#### [DIRECTIONS FOR THIS TASK]
Pick out every line in the rows below that contains the word "patch" and copy each of those lines.

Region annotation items
- - - - - - -
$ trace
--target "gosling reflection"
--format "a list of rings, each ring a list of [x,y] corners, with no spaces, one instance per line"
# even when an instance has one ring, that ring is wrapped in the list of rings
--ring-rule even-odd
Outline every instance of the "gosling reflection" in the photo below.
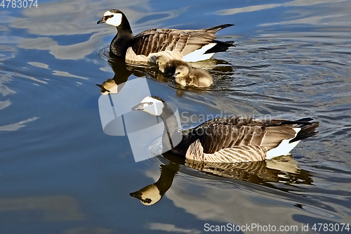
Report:
[[[162,198],[172,186],[174,176],[179,171],[179,164],[170,162],[168,165],[160,165],[161,176],[154,184],[145,186],[134,193],[131,196],[139,199],[145,205],[152,205]]]
[[[273,160],[241,163],[214,163],[176,158],[173,155],[164,154],[170,162],[161,165],[161,176],[154,184],[149,185],[138,191],[131,193],[145,205],[152,205],[159,202],[171,188],[174,176],[180,169],[180,164],[205,172],[206,175],[197,174],[199,177],[213,179],[230,178],[260,184],[282,191],[296,190],[289,186],[297,184],[311,185],[313,182],[310,172],[298,168],[291,155],[282,156]],[[174,161],[176,160],[176,161]],[[182,162],[180,162],[182,161]],[[178,163],[176,163],[177,162]],[[274,182],[281,185],[274,186]],[[282,186],[283,185],[283,186]]]
[[[145,76],[147,72],[146,67],[132,66],[119,58],[111,57],[108,63],[114,73],[114,77],[101,84],[96,84],[101,89],[100,92],[103,95],[119,93],[132,74],[140,77]]]

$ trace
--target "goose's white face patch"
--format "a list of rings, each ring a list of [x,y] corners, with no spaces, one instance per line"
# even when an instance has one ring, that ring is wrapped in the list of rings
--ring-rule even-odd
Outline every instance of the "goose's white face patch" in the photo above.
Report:
[[[145,98],[140,104],[143,105],[143,111],[152,115],[161,115],[164,106],[161,100],[152,97]]]
[[[147,190],[143,192],[140,195],[141,203],[150,206],[155,204],[162,197],[159,194],[159,190],[154,184],[149,186]]]
[[[108,11],[104,13],[104,17],[108,16],[109,18],[106,20],[106,23],[114,26],[119,26],[122,21],[122,14],[114,13]]]

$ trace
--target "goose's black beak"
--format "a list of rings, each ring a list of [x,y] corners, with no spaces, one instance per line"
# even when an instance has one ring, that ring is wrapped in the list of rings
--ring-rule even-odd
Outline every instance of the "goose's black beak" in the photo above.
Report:
[[[133,106],[131,110],[144,110],[144,103],[140,103],[135,106]]]
[[[98,21],[96,23],[97,24],[102,24],[103,22],[106,22],[106,20],[105,20],[105,17],[102,17],[101,19],[100,19],[99,21]]]

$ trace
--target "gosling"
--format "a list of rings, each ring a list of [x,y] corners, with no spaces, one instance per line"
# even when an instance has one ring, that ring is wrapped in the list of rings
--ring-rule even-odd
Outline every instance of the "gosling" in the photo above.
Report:
[[[156,65],[158,66],[159,70],[164,74],[165,77],[171,77],[176,72],[176,67],[184,65],[190,67],[187,62],[171,59],[168,60],[166,56],[159,56],[155,60]]]
[[[183,86],[206,88],[213,83],[208,72],[192,67],[187,64],[177,66],[173,77],[176,83]]]

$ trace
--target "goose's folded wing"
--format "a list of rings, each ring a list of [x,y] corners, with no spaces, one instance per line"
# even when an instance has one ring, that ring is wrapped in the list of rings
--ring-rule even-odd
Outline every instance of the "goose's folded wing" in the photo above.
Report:
[[[296,135],[294,124],[280,119],[224,117],[209,120],[193,129],[188,134],[190,143],[199,140],[204,153],[214,153],[233,145],[258,145],[270,150],[283,140]]]
[[[216,39],[214,28],[201,30],[153,29],[134,38],[132,48],[136,55],[148,56],[160,51],[178,51],[185,56]]]
[[[199,140],[192,143],[187,149],[185,158],[201,162],[241,162],[264,160],[267,149],[258,145],[232,145],[213,153],[204,153]]]

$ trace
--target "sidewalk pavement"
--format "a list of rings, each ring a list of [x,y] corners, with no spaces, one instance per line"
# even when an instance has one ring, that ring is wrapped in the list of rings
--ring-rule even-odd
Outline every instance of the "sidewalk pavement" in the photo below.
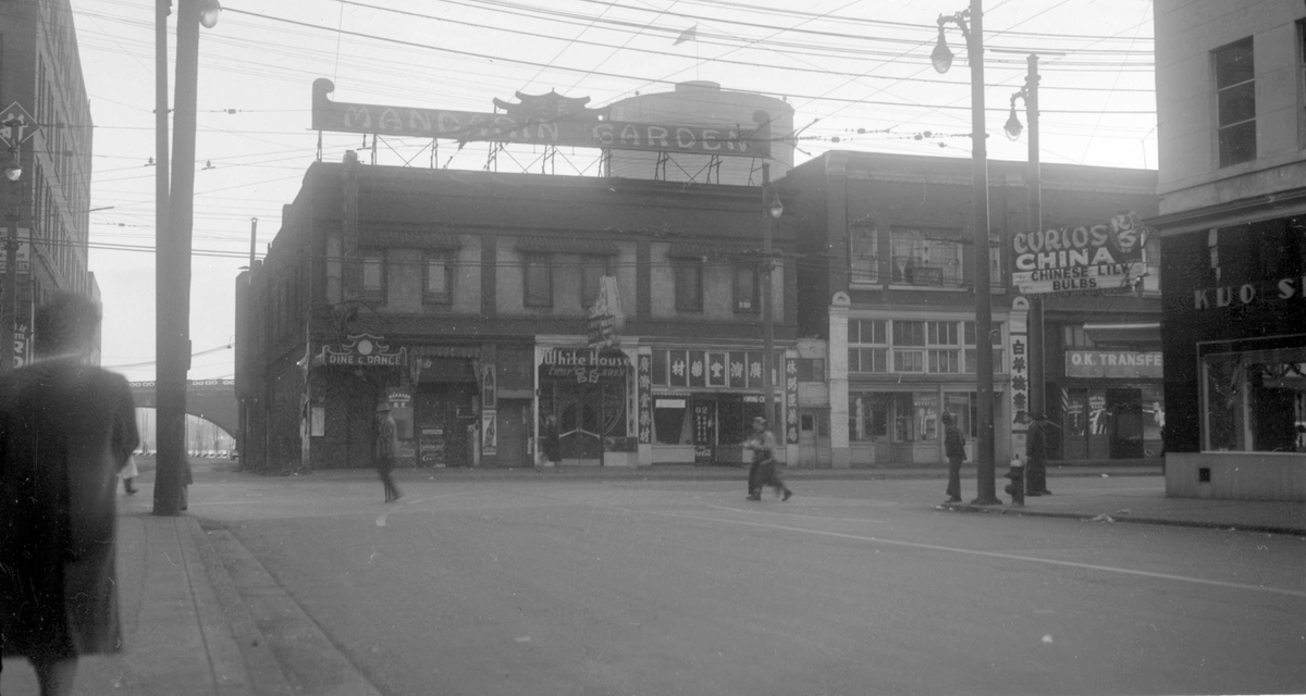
- - - - - - -
#### [ANSWER TO THE TASK]
--target "goose's white face patch"
Outline every instance of the "goose's white face patch" in the photo above.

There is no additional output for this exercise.